→ Stated problem
Format every line of the listing below as a JSON list of strings, one string per line, leaving out blank lines.

━━━

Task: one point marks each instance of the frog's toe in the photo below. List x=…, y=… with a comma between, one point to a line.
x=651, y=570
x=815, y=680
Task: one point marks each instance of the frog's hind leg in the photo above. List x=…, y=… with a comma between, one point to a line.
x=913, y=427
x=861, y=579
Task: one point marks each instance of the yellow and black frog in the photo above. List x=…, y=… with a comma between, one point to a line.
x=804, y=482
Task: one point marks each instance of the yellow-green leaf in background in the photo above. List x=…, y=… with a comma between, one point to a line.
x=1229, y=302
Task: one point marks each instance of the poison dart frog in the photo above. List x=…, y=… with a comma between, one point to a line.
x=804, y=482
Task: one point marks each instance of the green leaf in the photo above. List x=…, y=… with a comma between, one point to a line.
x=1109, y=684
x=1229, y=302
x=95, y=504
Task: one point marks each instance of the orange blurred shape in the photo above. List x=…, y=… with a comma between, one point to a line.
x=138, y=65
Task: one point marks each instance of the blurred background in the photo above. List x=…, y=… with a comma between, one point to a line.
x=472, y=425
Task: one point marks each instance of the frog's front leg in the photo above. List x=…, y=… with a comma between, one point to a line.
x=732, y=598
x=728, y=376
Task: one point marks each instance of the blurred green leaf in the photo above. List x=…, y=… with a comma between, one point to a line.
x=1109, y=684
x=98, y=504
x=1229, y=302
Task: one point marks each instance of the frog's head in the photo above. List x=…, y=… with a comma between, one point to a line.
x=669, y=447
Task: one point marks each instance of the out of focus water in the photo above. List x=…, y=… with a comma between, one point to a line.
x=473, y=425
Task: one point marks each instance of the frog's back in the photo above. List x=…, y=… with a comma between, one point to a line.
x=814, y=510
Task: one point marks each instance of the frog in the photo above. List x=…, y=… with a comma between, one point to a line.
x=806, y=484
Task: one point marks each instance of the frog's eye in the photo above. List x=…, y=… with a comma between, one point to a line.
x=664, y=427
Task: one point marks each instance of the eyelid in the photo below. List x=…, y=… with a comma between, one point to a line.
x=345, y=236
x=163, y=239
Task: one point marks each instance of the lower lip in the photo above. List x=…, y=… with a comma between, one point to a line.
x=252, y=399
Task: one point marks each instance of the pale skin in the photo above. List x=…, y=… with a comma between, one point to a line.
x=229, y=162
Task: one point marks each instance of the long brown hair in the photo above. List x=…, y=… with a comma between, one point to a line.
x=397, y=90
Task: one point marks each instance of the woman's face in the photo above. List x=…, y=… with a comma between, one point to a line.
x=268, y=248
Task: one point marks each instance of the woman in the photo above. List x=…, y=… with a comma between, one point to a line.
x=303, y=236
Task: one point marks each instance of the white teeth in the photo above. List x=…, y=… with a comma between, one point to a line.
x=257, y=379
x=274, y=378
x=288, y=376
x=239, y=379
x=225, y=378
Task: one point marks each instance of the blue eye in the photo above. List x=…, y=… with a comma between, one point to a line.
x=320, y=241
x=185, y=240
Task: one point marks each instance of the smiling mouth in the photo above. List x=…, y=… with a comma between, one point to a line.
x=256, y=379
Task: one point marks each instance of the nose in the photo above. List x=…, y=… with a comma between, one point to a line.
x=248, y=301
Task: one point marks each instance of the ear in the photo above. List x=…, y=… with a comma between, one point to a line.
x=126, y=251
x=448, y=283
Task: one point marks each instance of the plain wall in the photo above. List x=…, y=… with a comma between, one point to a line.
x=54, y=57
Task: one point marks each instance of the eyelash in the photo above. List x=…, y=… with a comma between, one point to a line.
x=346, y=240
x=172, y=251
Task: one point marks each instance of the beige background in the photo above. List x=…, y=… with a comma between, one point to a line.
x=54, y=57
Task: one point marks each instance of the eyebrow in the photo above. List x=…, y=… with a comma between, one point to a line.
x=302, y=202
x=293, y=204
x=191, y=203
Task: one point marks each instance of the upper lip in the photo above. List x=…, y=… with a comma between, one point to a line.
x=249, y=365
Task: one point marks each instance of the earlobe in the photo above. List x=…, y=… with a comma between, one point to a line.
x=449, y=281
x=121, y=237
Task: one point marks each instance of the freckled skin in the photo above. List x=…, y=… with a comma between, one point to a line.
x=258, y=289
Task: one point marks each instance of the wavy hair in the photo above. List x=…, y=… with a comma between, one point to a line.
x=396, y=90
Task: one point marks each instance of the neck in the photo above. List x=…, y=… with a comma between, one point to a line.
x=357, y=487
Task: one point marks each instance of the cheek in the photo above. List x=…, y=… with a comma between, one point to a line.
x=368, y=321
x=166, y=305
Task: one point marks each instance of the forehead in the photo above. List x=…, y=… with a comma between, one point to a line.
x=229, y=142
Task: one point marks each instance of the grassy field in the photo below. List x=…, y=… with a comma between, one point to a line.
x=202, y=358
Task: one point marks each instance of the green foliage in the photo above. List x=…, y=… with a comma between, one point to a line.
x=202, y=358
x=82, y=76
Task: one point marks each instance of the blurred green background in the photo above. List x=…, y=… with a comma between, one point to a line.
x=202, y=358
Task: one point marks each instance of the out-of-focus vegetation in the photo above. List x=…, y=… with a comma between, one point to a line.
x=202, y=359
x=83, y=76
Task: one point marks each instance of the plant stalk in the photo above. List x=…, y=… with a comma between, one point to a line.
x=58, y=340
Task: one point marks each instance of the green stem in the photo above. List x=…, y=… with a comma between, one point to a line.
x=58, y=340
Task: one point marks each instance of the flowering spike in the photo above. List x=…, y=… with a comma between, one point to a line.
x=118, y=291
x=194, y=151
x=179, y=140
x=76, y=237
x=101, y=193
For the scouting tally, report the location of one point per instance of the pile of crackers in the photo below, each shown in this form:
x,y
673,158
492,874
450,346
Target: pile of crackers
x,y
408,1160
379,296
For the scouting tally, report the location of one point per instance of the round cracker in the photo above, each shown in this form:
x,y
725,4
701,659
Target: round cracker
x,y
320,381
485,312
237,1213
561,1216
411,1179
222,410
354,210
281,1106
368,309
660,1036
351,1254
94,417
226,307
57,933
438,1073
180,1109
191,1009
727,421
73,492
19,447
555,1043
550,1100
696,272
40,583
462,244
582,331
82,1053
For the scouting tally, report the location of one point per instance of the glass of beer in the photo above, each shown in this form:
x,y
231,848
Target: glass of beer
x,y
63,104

━━━

→ Response for this exercise
[
  "Task: one point marks each instance of the frog's toe in the photo below. List x=…, y=… with a comma between, one point to a line.",
  "x=651, y=570",
  "x=815, y=680",
  "Task: one point marks each instance of the frog's hind leg in the photo above. List x=…, y=… with a comma between, one point to a line.",
  "x=913, y=427",
  "x=861, y=579",
  "Task: one point marks each instance of the yellow and black frog in the photo above. List x=…, y=… with a comma between, one point to a line.",
  "x=804, y=482",
  "Task: one point marks each instance of the yellow-green leaf in background in the photo above. List x=…, y=… with a comma between, one point to a line.",
  "x=1229, y=302",
  "Task: one point marks each instance of the poison dart frog in the photo above. List x=…, y=… with a comma between, one point to a line.",
  "x=804, y=482",
  "Task: one point marks each instance of the green leaf in the photo above. List x=…, y=… with a comma between, one point to a line.",
  "x=1109, y=684",
  "x=1229, y=302",
  "x=95, y=504",
  "Task: one point marks each instance of the orange blurred shape in the photo above. List x=…, y=… with a comma between, one point to a line.",
  "x=138, y=65",
  "Task: one point marks each instance of the blurred background in the photo above. List x=…, y=… with a comma between, one point to a line.",
  "x=472, y=425",
  "Task: one point marks each instance of the frog's front leg in the photo above. List x=…, y=… with a comma between, one point to a line.",
  "x=732, y=598",
  "x=728, y=376",
  "Task: one point marks each instance of the blurred green leaf in the photo above. List x=…, y=… with a comma between, one point to a line.",
  "x=1109, y=684",
  "x=98, y=504",
  "x=1229, y=302",
  "Task: one point marks each instance of the frog's head in the photo above. List x=…, y=… with a comma between, one point to a line.",
  "x=669, y=447",
  "Task: one point marks each instance of the out of focus water in the photo above. List x=…, y=… with a comma between, one point to a line.",
  "x=473, y=425",
  "Task: one point marks each instance of the frog's back in the photo above. List x=…, y=… with a comma between, one point to a line.",
  "x=814, y=510",
  "Task: one point marks each instance of the frog in the photo above. List x=…, y=… with a comma between, one point to a line.",
  "x=806, y=484",
  "Task: one point marks each instance of the frog's eye in the photo above. List x=…, y=… with a comma between, one point to a line.",
  "x=664, y=427",
  "Task: one point marks each instance of the eyelid in the photo below. List x=…, y=… with a comma between, one point to a line.",
  "x=345, y=236",
  "x=163, y=239",
  "Task: one point marks each instance of the lower lip in the photo above. List x=…, y=… with a comma between, one point to a line.",
  "x=252, y=399",
  "Task: one point marks each instance of the pale skin in the photo above. List x=…, y=… with a comma between, one point to a line.",
  "x=229, y=162",
  "Task: one point marks each instance of the long brown hair in the photo above. List x=…, y=… with a comma between, one point to a line.",
  "x=397, y=90",
  "Task: one point marks each instance of the woman's face in the photo above. List x=…, y=… with a comma between, one point to a line.",
  "x=268, y=248",
  "Task: one point marks each instance of the woman in the photo above. List x=…, y=… with a comma between, one point to a line.",
  "x=303, y=236",
  "Task: one point marks each instance of the white teeth in the photo above. List x=…, y=… with a comma between, one point to a line.",
  "x=257, y=379",
  "x=274, y=378",
  "x=288, y=376",
  "x=239, y=379",
  "x=225, y=378",
  "Task: one point marks each instance of the blue eye in the photo above. List x=…, y=… with a comma between, one point to a line.",
  "x=320, y=241",
  "x=185, y=240",
  "Task: one point marks each instance of the smiling mouth in the photo above. List x=…, y=… with a comma between, one point to a line.",
  "x=256, y=379",
  "Task: one point marks each instance of the nose in the photo above. List x=…, y=… with a comma between, one point to a line.",
  "x=248, y=301",
  "Task: one point marks each instance of the ear in the photo above. List x=…, y=… with a comma between, one point to a line.",
  "x=126, y=251",
  "x=448, y=283",
  "Task: one point marks each instance of the plain wall in the photo above. List x=…, y=… with a comma between, one point to a line.",
  "x=54, y=57",
  "Task: one point marks each instance of the eyelash in the photo above. List x=…, y=… with a comma between, one point to a line.",
  "x=346, y=240",
  "x=172, y=251",
  "Task: one point marks each instance of the beige background in the photo above. List x=…, y=… with a comma between, one point to a line.",
  "x=54, y=57",
  "Task: one point marks each instance of the eyebrow in the photo above. List x=…, y=… with a comma between, one point to a line.",
  "x=302, y=202",
  "x=293, y=204",
  "x=191, y=203",
  "Task: one point marks each instance of the upper lip in the photo above. List x=…, y=… with a comma between, one point to a line.",
  "x=249, y=365",
  "Task: one point marks each instance of the earlobe in the photo above. List x=…, y=… with a comma between, one point to a line.",
  "x=449, y=281",
  "x=121, y=237",
  "Task: one point marks each instance of the freckled skin in the photo above. List x=…, y=… with a comma between, one point to a line.",
  "x=258, y=289",
  "Task: one point marks each instance of the wavy hair in the photo above. List x=…, y=… with a comma between, one point to a line.",
  "x=396, y=90",
  "Task: one point marks each instance of the neck in the photo above. List x=…, y=… with a comma between, one point to a line.",
  "x=357, y=487",
  "Task: one point marks each instance of the cheek in the photo above. List x=…, y=… with a comma between, one point to a line.",
  "x=368, y=321",
  "x=166, y=305",
  "Task: one point marks each instance of the forehead in the photo above. List x=…, y=… with a comma between, one point to a line.",
  "x=229, y=142",
  "Task: one point marks each instance of the grassy field in the photo below. List x=…, y=… with a comma between, one point to a line.",
  "x=202, y=358",
  "Task: one point marks each instance of the green foliage in the photo above. List x=…, y=… with a comma between, one point to a line.",
  "x=202, y=358",
  "x=82, y=76",
  "Task: one point marks each instance of the blurred green background in the photo above. List x=…, y=… with a comma between, one point to a line.",
  "x=202, y=358",
  "Task: one point marks each instance of the out-of-focus vegetation in the photo above. List x=…, y=… with a comma between, one point to a line.",
  "x=202, y=359",
  "x=83, y=76",
  "Task: one point marks each instance of the plant stalk in the photo above. List x=…, y=… with a comma between, one point to a line.",
  "x=58, y=340",
  "Task: one point marks each instance of the green stem in the photo above. List x=…, y=… with a comma between, one point to a line.",
  "x=58, y=340",
  "Task: one point marks each instance of the flowering spike in the photo above. List x=…, y=… with a comma between, one point to a line.",
  "x=118, y=291",
  "x=194, y=151",
  "x=179, y=140",
  "x=76, y=237",
  "x=101, y=193",
  "For the scouting tally, report the location of one point per instance of the pile of crackers in the photo below, each shown in this form:",
  "x,y",
  "673,158",
  "492,874",
  "450,346",
  "Target: pile of crackers",
  "x,y",
  "408,1160",
  "379,296",
  "For the scouting tally, report the location of one point per instance of the round cracker in the photo above, each shown in this form:",
  "x,y",
  "725,4",
  "701,659",
  "Target: round cracker",
  "x,y",
  "320,381",
  "485,312",
  "237,1213",
  "561,1216",
  "411,1179",
  "222,410",
  "354,210",
  "281,1106",
  "368,309",
  "660,1036",
  "351,1254",
  "94,417",
  "226,307",
  "57,933",
  "438,1073",
  "180,1109",
  "191,1009",
  "727,421",
  "73,492",
  "19,447",
  "555,1043",
  "550,1100",
  "696,272",
  "40,583",
  "462,244",
  "582,331",
  "82,1053",
  "For the scouting tally, report the location of one point per instance of the glass of beer in the photo above, each shown in this form:",
  "x,y",
  "231,848",
  "Target: glass of beer",
  "x,y",
  "63,104"
]